*** TASK INPUTS

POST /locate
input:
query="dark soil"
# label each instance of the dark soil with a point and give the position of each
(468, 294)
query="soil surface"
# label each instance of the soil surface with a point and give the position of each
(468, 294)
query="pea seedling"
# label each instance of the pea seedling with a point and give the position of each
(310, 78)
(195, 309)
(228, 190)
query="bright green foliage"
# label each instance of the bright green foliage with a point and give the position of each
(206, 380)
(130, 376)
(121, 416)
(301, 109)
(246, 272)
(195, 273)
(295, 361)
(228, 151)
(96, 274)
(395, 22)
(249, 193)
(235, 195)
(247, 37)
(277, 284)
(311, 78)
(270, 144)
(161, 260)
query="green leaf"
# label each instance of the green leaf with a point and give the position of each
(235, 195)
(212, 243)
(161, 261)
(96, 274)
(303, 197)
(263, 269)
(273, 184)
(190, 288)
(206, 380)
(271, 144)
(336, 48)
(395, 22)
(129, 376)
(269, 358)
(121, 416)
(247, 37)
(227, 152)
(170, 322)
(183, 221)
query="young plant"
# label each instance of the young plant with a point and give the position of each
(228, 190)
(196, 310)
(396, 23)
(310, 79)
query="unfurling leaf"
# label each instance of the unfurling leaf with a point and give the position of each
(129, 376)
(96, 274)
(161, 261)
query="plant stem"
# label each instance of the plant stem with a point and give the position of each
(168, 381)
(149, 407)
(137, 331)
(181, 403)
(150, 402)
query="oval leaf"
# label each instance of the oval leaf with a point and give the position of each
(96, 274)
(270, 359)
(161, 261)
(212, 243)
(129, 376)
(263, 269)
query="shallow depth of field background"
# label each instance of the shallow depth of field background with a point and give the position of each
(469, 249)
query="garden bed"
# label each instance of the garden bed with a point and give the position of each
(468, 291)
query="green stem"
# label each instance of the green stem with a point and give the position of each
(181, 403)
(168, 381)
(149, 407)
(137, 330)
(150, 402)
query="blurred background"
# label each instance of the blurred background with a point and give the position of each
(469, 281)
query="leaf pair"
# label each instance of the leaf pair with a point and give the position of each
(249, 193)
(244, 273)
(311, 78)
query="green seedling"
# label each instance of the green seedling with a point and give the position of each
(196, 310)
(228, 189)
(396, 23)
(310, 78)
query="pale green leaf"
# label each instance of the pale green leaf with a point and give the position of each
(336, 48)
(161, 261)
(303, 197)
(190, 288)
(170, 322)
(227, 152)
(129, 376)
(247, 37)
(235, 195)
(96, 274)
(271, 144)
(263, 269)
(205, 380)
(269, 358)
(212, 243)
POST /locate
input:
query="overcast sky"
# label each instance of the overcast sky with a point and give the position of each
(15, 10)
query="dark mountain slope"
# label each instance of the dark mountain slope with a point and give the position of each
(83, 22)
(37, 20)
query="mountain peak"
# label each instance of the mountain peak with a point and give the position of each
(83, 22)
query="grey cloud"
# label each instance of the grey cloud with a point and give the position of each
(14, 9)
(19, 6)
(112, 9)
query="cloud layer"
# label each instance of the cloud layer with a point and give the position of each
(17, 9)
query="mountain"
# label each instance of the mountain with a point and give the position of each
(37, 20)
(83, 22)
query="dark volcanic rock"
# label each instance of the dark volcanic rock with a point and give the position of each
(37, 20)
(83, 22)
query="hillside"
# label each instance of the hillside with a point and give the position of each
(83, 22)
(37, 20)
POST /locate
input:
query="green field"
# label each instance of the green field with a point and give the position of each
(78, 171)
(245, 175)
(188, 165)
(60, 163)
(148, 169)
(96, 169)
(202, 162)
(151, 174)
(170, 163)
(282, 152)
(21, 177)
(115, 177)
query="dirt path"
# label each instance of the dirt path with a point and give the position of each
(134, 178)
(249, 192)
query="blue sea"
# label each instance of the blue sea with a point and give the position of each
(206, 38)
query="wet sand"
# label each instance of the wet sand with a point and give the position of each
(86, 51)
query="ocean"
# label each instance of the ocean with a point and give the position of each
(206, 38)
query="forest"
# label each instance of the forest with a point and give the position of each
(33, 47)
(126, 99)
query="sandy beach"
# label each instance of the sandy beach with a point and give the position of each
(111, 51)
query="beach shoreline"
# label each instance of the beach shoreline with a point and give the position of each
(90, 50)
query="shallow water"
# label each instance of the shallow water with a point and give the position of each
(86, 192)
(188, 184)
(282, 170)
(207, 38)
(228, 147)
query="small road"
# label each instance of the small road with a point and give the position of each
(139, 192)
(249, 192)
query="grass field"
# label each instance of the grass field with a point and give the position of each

******

• WHAT THIS TASK INVOLVES
Please copy out each record, character for character.

• FINAL RESULT
POST /locate
input:
query="dark soil"
# label each instance of the dark soil with a point and give the position of each
(468, 294)
query="soil surface"
# label each instance of the soil surface with a point and give the position of each
(468, 294)
query="pea seedling"
# label each instance of the pea seedling with a point and give the position of each
(310, 78)
(195, 309)
(228, 190)
query="bright green foliage"
# label each instance of the bright green foliage with a point and give the position of each
(206, 380)
(130, 376)
(121, 416)
(301, 109)
(246, 272)
(195, 273)
(295, 361)
(228, 151)
(96, 274)
(395, 22)
(249, 193)
(235, 195)
(247, 37)
(277, 284)
(311, 78)
(270, 144)
(161, 260)
query="green leaf"
# label each instance of the green leaf with a point and give the position of each
(235, 195)
(212, 243)
(161, 261)
(96, 274)
(303, 197)
(263, 269)
(273, 184)
(190, 288)
(206, 380)
(271, 144)
(336, 48)
(395, 22)
(129, 376)
(269, 358)
(121, 416)
(247, 37)
(227, 152)
(170, 322)
(183, 221)
query="young plant"
# label each instance of the young plant with a point and give the position of each
(228, 190)
(196, 310)
(396, 23)
(310, 79)
query="unfurling leaf"
# label each instance of the unfurling leaf with a point and give the position of each
(129, 376)
(96, 274)
(161, 261)
query="plant stem"
# label each instance of the plant stem with a point and give the position of each
(168, 381)
(149, 407)
(137, 331)
(181, 403)
(150, 402)
query="oval leaf"
# label each instance of the oval leaf with a point and give the position of each
(96, 274)
(270, 359)
(161, 261)
(212, 243)
(129, 376)
(263, 269)
query="shallow depth of field background"
# label each instance of the shallow depth of field background with a point and give the position of each
(469, 249)
query="garden bed"
# label each instance of the garden bed with a point and give the position of each
(468, 291)
query="green stem"
# label each instance of the green stem with a point and give the position of each
(181, 403)
(168, 381)
(149, 407)
(137, 330)
(150, 402)
query="blurred background"
# label each instance of the blurred background with a point and give the position of each
(469, 281)
query="leaf pair"
# label each instance of the leaf pair with a point and give the position of each
(249, 193)
(244, 273)
(311, 78)
query="green seedling"
# label each instance of the green seedling with a point and give the position of each
(196, 310)
(228, 189)
(396, 23)
(310, 78)
query="pale green leaf"
# label each instance of the pale green leaf with a point and give the position of each
(336, 48)
(161, 261)
(303, 197)
(190, 288)
(170, 322)
(227, 152)
(129, 376)
(247, 37)
(235, 195)
(96, 274)
(271, 144)
(263, 269)
(205, 380)
(269, 358)
(212, 243)
POST /locate
input:
query="overcast sky"
# label each instance of the overcast sky with a point and give the position of each
(15, 10)
query="dark mountain slope"
# label each instance of the dark mountain slope with a point and give the position of each
(83, 22)
(37, 20)
query="mountain peak"
# label each instance of the mountain peak with a point and give the position of each
(83, 22)
query="grey cloud"
# label each instance of the grey cloud with a point and give the position of each
(14, 9)
(19, 6)
(112, 9)
query="cloud layer"
# label each instance of the cloud layer with a point and give the position of each
(17, 9)
query="mountain"
# label each instance of the mountain with a point and give the position of each
(37, 20)
(83, 22)
query="dark volcanic rock"
# label each instance of the dark volcanic rock with a point and give the position of each
(37, 20)
(83, 22)
query="hillside"
# label each instance of the hillside with a point and give the position of each
(83, 22)
(37, 20)
POST /locate
input:
query="green field"
# label each instance of the green field with a point and give the position of each
(78, 171)
(245, 175)
(188, 165)
(60, 163)
(148, 169)
(96, 169)
(202, 162)
(151, 174)
(170, 163)
(282, 152)
(21, 177)
(115, 177)
query="dirt path"
# label each instance of the dirt path with a point and give the position of each
(134, 178)
(249, 192)
query="blue sea"
# label each instance of the blue sea with a point and give the position of each
(206, 38)
query="wet sand"
# label each instance of the wet sand with a point and give the position of each
(86, 51)
query="ocean"
# label each instance of the ocean with a point and give the position of each
(206, 38)
query="forest"
# label each instance of the forest with a point and give the position of each
(33, 47)
(126, 99)
query="sandy beach"
# label each instance of the sandy beach with a point and give the position of each
(111, 51)
query="beach shoreline"
# label each instance of the beach shoreline with a point and give the position of each
(90, 50)
query="shallow water"
# label each instance of the shallow water with a point and give the position of each
(86, 192)
(188, 184)
(282, 170)
(207, 38)
(228, 147)
query="small road"
# label each instance of the small road with a point and give the position of each
(139, 192)
(249, 192)
query="grass field"
# label each instance of the grass field with a point and give the position of each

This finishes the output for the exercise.